* **CHALLENGE A**:
Answer these questions about the forum thread, using only what it states:
(i) Which icon does Mezza click to upload a picture?
(ii) Which name is CaliTiels still with?
(iii) What does "HE" keep calling the bird?

________________

# Here she is!! I need names now!!!! :)



## willowvalley (Nov 23, 2013)

I hope I did this right.. and that they aren't too big or too numerous!! I need to FIND where the rules are about pictures and re read it!!! 




























Uh oh, what did I do wrong? The top ones aren't showing up... And how do I make them bigger so you can see them without having to click on them??  Poo... I was hoping it would turn out good for her debut. :/


----------



## Mezza (Feb 19, 2013)

Oh dear! Didn't work. LOL!

I don't know how the others do it. But I just click on the paperclip icon and upload the pic. Its the only way it works for me.


----------



## willowvalley (Nov 23, 2013)

Here are some more...


----------



## willowvalley (Nov 23, 2013)

Mezza said:


> Oh dear! Didn't work. LOL!
> 
> I don't know how the others do it. But I just click on the paperclip icon and upload the pic. Its the only way it works for me.



Thank you, I think I tried to add too many to one post, maybe? I am not sure. I wish I could make them bigger.


----------



## CaliTiels (Oct 18, 2012)

There she is! So what were you thinking? I'm still with Tuesday


----------



## bjknight93 (Nov 13, 2011)

Cutie. Looks just like my Luna as s juvenile. 

I don't know why, but she looks like a "Candy" to me.


----------



## willowvalley (Nov 23, 2013)

Lougirl said:


> There she is! So what were you thinking? I'm still with Tuesday


That's too funny!!! I have a friend who had a cat named Friday.  
I have NO idea. HE keeps calling her Libby. :/ lol I will say I am a bit picky... hehe! 



bjknight93 said:


> Cutie. Looks just like my Luna as s juvenile.
> 
> I don't know why, but she looks like a "Candy" to me.

________________

* **CHALLENGE B**: Quote word for word the lines of the entries that begin at the line containing "Indicate every instance of the sunglasses" and run through the last line of the entries, including both ends.

________________

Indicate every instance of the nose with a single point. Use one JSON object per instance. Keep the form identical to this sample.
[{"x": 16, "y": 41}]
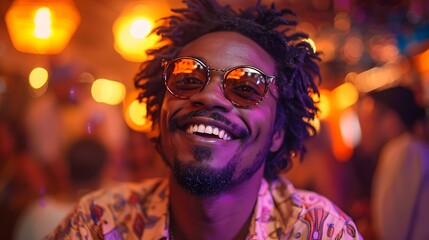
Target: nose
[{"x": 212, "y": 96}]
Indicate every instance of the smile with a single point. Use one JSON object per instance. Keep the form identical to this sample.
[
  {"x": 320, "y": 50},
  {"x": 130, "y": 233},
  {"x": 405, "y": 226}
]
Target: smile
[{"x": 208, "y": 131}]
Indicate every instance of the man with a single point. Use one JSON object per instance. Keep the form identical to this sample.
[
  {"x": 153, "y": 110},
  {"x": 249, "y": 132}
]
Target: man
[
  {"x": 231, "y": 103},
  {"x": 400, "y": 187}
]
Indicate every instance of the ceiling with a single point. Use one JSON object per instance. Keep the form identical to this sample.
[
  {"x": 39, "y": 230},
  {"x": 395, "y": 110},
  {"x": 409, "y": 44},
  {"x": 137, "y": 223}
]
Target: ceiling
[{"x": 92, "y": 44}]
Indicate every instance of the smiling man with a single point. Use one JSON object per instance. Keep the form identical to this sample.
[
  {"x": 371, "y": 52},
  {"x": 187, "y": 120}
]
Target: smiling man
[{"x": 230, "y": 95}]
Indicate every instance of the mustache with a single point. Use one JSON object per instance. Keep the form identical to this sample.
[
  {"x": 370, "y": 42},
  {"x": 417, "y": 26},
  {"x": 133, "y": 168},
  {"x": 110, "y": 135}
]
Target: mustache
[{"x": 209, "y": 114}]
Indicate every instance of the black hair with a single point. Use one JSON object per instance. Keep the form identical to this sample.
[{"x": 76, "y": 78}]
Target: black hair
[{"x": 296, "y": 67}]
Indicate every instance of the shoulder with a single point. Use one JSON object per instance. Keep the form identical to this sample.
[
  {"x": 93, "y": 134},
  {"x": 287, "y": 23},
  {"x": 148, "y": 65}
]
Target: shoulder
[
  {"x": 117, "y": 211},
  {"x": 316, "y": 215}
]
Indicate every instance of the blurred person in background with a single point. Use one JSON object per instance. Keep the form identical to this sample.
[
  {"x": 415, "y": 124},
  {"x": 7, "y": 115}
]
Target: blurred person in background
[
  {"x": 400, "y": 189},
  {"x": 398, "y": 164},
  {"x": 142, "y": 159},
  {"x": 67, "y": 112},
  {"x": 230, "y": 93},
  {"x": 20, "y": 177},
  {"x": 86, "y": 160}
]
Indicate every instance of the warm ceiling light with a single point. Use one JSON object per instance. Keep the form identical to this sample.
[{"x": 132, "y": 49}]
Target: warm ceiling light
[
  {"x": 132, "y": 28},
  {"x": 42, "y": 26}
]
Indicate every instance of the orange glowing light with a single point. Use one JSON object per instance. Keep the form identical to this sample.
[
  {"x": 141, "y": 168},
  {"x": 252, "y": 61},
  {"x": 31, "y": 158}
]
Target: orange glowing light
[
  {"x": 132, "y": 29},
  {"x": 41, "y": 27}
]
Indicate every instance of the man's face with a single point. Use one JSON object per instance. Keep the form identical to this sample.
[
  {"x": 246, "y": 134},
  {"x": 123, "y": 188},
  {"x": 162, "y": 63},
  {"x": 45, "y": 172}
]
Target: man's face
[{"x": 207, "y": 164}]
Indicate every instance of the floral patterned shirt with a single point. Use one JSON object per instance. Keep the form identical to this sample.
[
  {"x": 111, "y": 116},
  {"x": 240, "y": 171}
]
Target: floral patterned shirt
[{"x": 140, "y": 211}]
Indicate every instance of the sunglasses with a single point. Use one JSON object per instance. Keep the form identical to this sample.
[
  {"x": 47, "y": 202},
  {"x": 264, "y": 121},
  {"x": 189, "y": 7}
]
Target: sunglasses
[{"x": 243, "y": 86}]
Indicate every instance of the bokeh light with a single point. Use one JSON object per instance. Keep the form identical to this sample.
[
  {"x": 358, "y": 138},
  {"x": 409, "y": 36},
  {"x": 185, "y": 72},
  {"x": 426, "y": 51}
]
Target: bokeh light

________________

* **TASK RESULT A**:
(i) The paperclip icon.
(ii) Tuesday.
(iii) Libby.

* **TASK RESULT B**:
Indicate every instance of the sunglasses with a single point. Use one JSON object per instance. Keep the form identical to this sample.
[
  {"x": 47, "y": 202},
  {"x": 264, "y": 121},
  {"x": 189, "y": 7}
]
Target: sunglasses
[{"x": 243, "y": 86}]
Indicate every instance of the bokeh light with a single point. Use one JSON object per instance. Keep the form identical to this sample.
[
  {"x": 358, "y": 138},
  {"x": 409, "y": 36},
  {"x": 185, "y": 72},
  {"x": 426, "y": 51}
]
Target: bokeh light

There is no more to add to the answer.